PROBLEM REQUIREMENTS: Write out the records again, starting with the line that contains "form [580, 295]." and going on through the end of the records. Leave each request and its sample format as they are, but multiply every coordinate in the answers by 0.65 and round each result to a whole number, with halves rounded up.

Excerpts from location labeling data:
%%

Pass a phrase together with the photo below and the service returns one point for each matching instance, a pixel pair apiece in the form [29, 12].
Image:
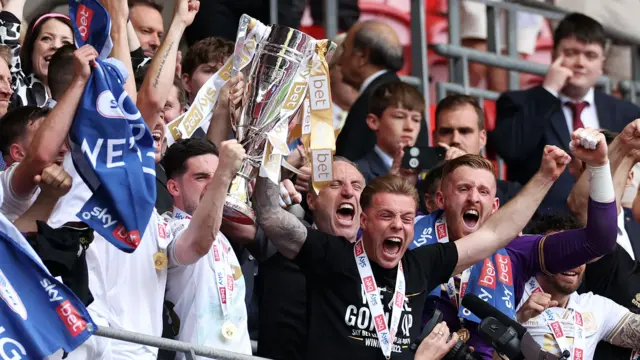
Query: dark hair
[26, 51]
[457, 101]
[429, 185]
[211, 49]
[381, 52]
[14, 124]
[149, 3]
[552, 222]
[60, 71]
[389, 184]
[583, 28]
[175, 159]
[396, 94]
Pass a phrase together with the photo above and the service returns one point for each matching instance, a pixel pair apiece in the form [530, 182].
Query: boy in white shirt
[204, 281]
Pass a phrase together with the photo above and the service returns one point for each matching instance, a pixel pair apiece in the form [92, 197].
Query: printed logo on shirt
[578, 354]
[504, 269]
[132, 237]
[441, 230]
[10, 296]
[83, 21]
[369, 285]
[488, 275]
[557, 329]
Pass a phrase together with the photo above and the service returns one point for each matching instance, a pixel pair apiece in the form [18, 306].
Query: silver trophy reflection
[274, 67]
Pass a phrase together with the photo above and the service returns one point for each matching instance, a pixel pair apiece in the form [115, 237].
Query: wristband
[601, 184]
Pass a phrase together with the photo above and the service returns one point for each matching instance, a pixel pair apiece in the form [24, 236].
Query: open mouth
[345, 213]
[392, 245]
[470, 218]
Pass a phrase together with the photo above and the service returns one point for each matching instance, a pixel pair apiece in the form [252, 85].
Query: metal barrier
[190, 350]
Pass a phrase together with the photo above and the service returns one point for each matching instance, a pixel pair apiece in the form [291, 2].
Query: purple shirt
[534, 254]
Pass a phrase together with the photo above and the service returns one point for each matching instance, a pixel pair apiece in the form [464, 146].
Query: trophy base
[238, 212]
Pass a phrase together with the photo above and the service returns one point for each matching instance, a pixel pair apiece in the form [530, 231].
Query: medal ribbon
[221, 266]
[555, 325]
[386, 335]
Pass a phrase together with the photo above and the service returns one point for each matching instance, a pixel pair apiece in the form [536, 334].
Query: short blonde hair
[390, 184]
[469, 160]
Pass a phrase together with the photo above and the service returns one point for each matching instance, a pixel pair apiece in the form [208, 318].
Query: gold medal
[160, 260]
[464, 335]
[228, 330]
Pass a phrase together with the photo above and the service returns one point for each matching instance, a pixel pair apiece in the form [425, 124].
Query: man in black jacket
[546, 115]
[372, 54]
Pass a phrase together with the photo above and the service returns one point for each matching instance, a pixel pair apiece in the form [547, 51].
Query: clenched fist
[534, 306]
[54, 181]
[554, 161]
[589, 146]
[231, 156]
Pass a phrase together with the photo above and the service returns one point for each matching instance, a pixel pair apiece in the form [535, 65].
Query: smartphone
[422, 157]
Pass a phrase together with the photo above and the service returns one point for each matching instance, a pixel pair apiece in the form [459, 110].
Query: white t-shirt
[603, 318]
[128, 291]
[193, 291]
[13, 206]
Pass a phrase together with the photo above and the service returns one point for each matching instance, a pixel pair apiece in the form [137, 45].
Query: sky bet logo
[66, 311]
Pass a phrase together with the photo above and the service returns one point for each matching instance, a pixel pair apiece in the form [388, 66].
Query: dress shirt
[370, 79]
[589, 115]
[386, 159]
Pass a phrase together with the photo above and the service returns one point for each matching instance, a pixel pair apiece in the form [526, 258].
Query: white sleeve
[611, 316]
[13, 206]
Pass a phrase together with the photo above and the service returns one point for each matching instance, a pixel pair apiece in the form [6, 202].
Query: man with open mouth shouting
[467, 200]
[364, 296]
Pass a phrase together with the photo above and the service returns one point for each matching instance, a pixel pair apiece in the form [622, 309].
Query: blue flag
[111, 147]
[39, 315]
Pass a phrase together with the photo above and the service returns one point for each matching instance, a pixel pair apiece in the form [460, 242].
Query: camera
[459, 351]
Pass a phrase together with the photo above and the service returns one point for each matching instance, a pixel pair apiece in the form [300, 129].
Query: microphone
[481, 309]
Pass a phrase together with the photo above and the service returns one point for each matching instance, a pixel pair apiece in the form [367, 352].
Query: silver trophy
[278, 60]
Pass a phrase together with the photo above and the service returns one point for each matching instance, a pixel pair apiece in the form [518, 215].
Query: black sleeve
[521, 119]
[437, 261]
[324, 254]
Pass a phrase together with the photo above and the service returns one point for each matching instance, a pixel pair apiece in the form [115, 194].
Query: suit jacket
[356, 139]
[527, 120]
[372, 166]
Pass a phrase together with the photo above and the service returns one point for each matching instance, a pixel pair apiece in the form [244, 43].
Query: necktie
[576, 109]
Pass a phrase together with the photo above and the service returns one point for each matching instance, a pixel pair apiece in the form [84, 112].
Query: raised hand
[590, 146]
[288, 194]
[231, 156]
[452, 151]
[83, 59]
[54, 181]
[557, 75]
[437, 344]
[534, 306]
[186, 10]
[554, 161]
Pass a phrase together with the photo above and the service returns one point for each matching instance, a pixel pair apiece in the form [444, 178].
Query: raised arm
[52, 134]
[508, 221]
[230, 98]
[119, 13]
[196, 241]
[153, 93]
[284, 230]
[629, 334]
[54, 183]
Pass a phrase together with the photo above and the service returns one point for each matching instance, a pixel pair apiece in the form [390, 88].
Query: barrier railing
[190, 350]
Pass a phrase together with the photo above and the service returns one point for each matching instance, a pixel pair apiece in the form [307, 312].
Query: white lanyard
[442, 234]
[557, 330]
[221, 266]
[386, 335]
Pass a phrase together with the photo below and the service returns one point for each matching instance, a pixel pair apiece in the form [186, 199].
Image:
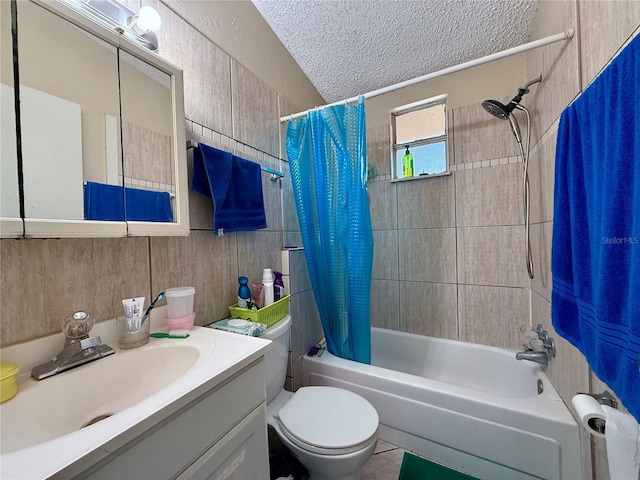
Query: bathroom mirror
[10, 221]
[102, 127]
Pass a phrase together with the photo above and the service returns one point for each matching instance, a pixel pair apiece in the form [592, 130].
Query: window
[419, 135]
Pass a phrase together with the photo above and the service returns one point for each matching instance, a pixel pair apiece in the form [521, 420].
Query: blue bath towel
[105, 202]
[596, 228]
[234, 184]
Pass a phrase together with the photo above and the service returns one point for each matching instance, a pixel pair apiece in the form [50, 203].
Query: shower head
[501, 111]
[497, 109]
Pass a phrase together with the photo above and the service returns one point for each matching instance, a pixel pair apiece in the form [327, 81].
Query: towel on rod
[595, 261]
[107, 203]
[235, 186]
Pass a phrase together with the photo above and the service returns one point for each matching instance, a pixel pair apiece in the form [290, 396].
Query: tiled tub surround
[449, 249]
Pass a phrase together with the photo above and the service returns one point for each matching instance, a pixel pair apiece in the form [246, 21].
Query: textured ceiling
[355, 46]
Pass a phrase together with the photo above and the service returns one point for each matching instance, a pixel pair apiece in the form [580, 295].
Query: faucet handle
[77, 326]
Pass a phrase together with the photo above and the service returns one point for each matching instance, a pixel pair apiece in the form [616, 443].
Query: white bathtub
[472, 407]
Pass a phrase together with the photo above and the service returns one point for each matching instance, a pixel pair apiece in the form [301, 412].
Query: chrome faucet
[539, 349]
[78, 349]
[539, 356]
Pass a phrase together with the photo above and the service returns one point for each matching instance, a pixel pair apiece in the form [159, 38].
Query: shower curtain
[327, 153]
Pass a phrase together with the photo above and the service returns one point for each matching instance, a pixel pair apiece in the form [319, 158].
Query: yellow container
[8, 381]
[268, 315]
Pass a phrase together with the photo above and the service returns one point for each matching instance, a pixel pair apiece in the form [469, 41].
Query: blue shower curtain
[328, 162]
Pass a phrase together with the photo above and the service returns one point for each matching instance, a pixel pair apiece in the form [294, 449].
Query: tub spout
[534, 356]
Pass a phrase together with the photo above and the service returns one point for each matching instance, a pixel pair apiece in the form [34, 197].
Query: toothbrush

%%

TASK RESULT:
Pass a phrase together with the photo above and the service returns one point for each matching instance, a pixel pair apiece in the form [580, 295].
Query: faucet handle
[50, 212]
Pass a phrase together with the photo above and the service returns one point for each matching instance, a pixel pair apiece in the form [616, 443].
Query: white bathtub
[307, 265]
Pass a phrase together with the photo above and the service returns one point for each matching instance, a pixel pair apiece in the form [301, 412].
Query: chrome faucet
[350, 227]
[51, 227]
[350, 231]
Pass a phrase together with the photo above and the service returns one point for each matching instance, a pixel pair apiece in the form [159, 38].
Query: shower curtain
[213, 99]
Pass a phrase together with the photo above and the service returns one point for each matching instance, a pixel pair apiece in the form [319, 158].
Query: yellow container
[5, 248]
[174, 205]
Pass a phrase together with the photo above and the service returns one point for each matching instance, a pixel pair apiece in the form [469, 41].
Query: blue shower curtain
[213, 105]
Pass a phrase together with the photo above and the service returns one point for each matching instance, a pixel pair apiece in the form [294, 449].
Query: tub spout
[347, 231]
Pass a phrase together with the photo above and the service returns one point for each matching instance, a pixel pair apiece in the form [34, 197].
Query: toothbrush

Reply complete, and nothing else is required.